» **AUFGABEN**
• a. Im Text über Nationen-Stereotype heißt es, Stereotypen seien selbst Stereotypen. Wie begründet der Text das?
• b. Schreib aus dem Text über Nationen-Stereotype die Stelle zwischen "Mittwoch, 15. Februar" und "Briten als solchen beschreiben." einschließlich wortgetreu heraus.
• c. Schreib den Text über Nationen-Stereotype nach seinem letzten Satz weiter.

» **ÜBUNGSTEXT**
----
Mittwoch, 15. Februar 2012

Nationen-Stereotype in Europa


Die Briten: 

Komasäufer und Gentlemen

Stereotypen sind selbst Stereotypen. Das Bild, das die Europäer von den Briten haben - entweder vollgekotzter, besoffener Fußballfan oder schnodderig-eleganter Finanzhai, die beide von vergangener Glorie zehren und bereuen, dass sie nur in Europa leben, statt über die Welt zu herrschen -, dieses Bild ist ja auch schon ein Klischee.

So wie wir Briten wissen, dass Franzosen ein gestreiftes Hemd und eine Baskenmütze tragen und die rotgesichtigen Deutschen sich 
nur von Bier und Wurst ernähren, so genau wissen wir auch, was all
die Europäer über uns denken. Saufen, Klassendünkel und die Obsession mit dem Zweiten Weltkrieg, all das taucht regelmäßig auf, wenn unsere Kollegen jenseits des Kanals mal eben den Briten als solchen beschreiben.
----
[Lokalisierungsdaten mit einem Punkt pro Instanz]

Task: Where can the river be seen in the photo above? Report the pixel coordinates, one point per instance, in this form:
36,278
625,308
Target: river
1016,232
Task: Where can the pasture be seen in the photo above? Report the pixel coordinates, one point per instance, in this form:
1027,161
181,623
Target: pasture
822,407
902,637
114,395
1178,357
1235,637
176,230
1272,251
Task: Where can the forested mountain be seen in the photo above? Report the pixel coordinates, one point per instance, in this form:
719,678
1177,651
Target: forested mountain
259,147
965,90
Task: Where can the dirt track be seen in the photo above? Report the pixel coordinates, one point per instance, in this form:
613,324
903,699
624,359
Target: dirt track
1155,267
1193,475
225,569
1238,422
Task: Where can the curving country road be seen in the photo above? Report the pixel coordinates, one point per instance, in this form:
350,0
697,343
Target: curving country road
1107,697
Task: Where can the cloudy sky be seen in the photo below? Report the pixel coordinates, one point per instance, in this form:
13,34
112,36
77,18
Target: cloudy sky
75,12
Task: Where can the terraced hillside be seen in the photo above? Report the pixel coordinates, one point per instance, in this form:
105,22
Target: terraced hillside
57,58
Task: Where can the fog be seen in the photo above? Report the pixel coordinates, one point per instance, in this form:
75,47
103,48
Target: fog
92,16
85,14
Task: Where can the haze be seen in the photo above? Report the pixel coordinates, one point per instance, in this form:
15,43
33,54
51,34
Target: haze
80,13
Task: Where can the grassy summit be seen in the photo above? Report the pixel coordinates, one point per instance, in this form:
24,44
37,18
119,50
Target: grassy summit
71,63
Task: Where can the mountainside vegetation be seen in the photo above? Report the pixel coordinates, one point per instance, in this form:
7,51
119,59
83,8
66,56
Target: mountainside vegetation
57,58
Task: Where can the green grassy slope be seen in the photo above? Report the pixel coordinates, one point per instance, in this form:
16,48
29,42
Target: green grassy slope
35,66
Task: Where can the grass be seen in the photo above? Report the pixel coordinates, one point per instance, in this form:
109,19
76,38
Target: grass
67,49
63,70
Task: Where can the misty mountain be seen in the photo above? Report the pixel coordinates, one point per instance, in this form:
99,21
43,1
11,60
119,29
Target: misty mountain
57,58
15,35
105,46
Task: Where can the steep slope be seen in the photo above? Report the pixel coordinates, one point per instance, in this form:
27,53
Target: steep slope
----
» **LÖSUNGEN**
• a. Das Bild, das die Europäer von den Briten haben, ist selbst schon ein Klischee. Es zeigt sie entweder als vollgekotzten, besoffenen Fußballfan oder als schnodderig-eleganten Finanzhai. Beide zehren von vergangener Glorie und bereuen, dass sie nur in Europa leben, statt über die Welt zu herrschen.

• b.
Mittwoch, 15. Februar 2012

Nationen-Stereotype in Europa


Die Briten: 

Komasäufer und Gentlemen

Stereotypen sind selbst Stereotypen. Das Bild, das die Europäer von den Briten haben - entweder vollgekotzter, besoffener Fußballfan oder schnodderig-eleganter Finanzhai, die beide von vergangener Glorie zehren und bereuen, dass sie nur in Europa leben, statt über die Welt zu herrschen -, dieses Bild ist ja auch schon ein Klischee.

So wie wir Briten wissen, dass Franzosen ein gestreiftes Hemd und eine Baskenmütze tragen und die rotgesichtigen Deutschen sich 
nur von Bier und Wurst ernähren, so genau wissen wir auch, was all
die Europäer über uns denken. Saufen, Klassendünkel und die Obsession mit dem Zweiten Weltkrieg, all das taucht regelmäßig auf, wenn unsere Kollegen jenseits des Kanals mal eben den Briten als solchen beschreiben.

• c.
Schön wäre es, sagen zu können, dass sie damit völlig danebenliegen. Aber leider werden Klischees erst Klischees, wenn sie im Wesentlichen der Wahrheit entsprechen.
Die Sauferei zum Beispiel. Sicher, wir könnten jetzt mit der Statistik kommen, die bestätigt, dass wir längst nicht die schwersten Trinker in Europa sind. Tatsächlich liegen wir im jüngsten OECD-Bericht auf Platz elf beim Alkoholkonsum, weit hinter den erstplatzierten Franzosen, denen Portugiesen und Österreicher folgen.
"Das Problem besteht darin, wie wir trinken"
Aber während Franzosen, Deutsche, Spanier und Italiener ihren Konsum seit den achtziger Jahren stark gesenkt haben, trinken die Briten jetzt neun Prozent mehr. Am Ende ist es jedoch nicht die schiere Zahl der geschluckten Pints - oder Liter -, die uns diesen versoffenen Ruf beschert hat. Das Problem besteht in der Art und Weise, wie wir trinken. Der französische Konsum mag hoch sein, aber er ist es, weil viele Leute eher wenig trinken: das Glas Rotwein zum Essen.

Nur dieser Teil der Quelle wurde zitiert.